• SOURCE MATERIAL:
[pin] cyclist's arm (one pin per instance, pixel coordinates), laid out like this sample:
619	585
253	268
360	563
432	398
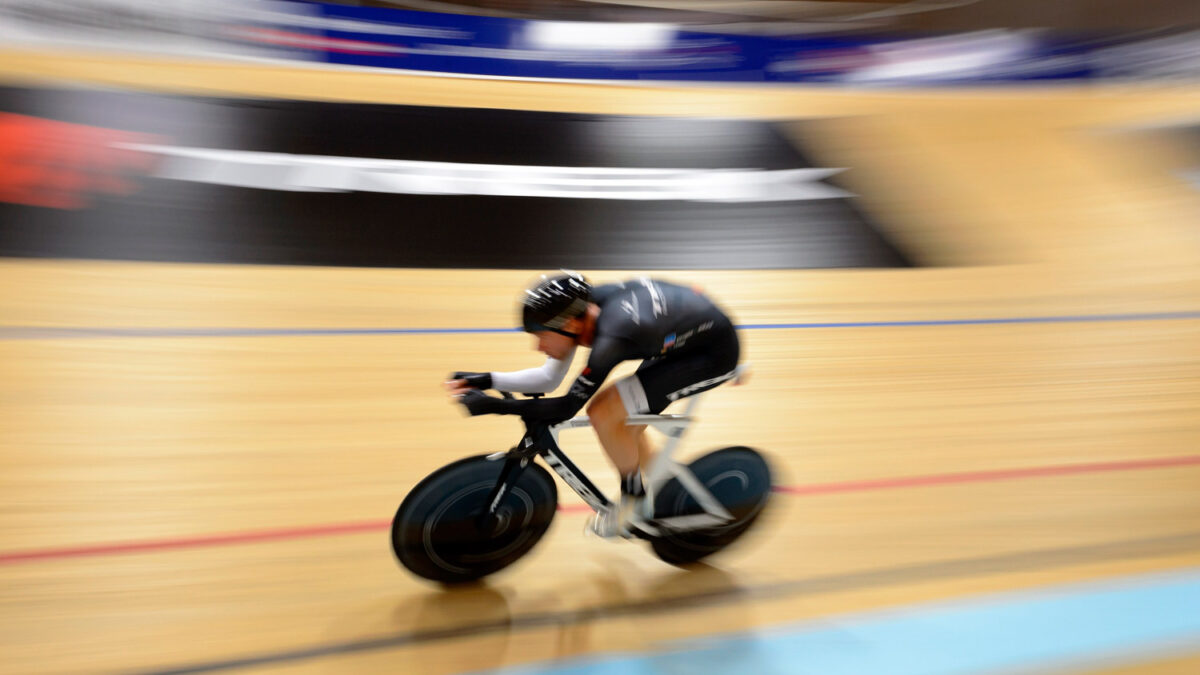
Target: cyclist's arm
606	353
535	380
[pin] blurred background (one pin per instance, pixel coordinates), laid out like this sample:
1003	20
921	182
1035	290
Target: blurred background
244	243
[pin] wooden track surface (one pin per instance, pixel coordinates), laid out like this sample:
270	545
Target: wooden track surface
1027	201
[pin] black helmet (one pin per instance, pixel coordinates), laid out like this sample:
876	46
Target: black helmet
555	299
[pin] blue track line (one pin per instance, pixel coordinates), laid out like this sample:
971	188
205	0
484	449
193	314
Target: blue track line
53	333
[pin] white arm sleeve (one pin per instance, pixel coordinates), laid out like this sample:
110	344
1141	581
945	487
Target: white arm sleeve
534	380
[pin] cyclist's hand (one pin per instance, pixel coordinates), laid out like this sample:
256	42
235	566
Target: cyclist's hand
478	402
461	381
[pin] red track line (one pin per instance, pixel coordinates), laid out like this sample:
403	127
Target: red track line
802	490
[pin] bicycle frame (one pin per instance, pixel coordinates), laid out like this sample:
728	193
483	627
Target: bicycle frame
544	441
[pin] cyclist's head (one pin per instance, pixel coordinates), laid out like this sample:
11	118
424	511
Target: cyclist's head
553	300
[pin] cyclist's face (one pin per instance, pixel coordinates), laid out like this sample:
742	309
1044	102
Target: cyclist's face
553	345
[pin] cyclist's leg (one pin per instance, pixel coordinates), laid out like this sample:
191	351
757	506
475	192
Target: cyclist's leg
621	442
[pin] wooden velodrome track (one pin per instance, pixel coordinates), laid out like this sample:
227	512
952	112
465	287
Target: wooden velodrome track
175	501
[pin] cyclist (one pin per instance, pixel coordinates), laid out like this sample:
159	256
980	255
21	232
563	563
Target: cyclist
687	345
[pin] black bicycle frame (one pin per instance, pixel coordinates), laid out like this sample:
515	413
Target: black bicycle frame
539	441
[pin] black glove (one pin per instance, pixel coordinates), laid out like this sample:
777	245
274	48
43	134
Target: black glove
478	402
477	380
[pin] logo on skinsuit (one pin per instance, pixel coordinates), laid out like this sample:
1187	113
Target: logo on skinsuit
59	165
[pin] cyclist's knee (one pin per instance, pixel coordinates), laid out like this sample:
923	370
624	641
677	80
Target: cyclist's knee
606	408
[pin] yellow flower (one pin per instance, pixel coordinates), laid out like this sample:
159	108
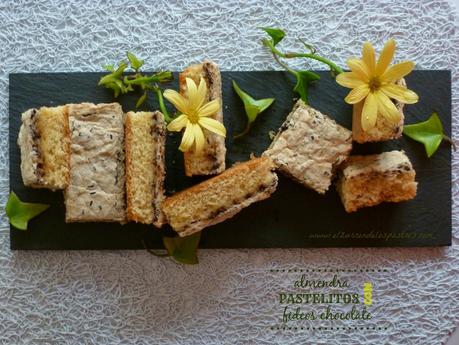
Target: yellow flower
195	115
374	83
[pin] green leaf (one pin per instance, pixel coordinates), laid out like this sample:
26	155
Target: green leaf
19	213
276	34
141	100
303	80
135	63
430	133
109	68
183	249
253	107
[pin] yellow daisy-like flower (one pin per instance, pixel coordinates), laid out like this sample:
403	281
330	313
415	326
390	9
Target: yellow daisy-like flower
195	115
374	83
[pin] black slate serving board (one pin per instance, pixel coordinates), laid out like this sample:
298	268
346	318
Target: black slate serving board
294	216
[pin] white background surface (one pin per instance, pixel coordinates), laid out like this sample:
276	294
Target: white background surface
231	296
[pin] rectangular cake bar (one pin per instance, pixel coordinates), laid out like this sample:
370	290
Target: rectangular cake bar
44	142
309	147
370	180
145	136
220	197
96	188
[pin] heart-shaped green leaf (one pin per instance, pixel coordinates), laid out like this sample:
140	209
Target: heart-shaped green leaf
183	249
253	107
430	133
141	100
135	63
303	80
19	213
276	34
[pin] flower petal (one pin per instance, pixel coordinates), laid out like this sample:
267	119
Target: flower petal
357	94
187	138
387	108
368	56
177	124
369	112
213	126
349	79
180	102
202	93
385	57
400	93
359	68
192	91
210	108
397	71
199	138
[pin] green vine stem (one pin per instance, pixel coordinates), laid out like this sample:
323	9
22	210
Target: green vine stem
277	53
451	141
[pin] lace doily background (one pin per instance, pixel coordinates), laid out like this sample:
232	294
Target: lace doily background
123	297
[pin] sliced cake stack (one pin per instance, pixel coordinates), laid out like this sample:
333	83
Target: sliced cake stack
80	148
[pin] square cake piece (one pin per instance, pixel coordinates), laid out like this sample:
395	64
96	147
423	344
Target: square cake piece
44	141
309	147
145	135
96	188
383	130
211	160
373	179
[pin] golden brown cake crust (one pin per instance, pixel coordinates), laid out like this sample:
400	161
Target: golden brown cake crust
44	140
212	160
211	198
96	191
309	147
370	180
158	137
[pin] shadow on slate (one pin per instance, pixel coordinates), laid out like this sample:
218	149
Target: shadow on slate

• TASK REQUIREMENTS:
Check the listing above for lines containing the string "shadow", and copy each one.

• FINISHED TASK:
[pin] shadow on slate (one pin per instance, pixel coordinates), laid out like this sample:
Target: shadow on slate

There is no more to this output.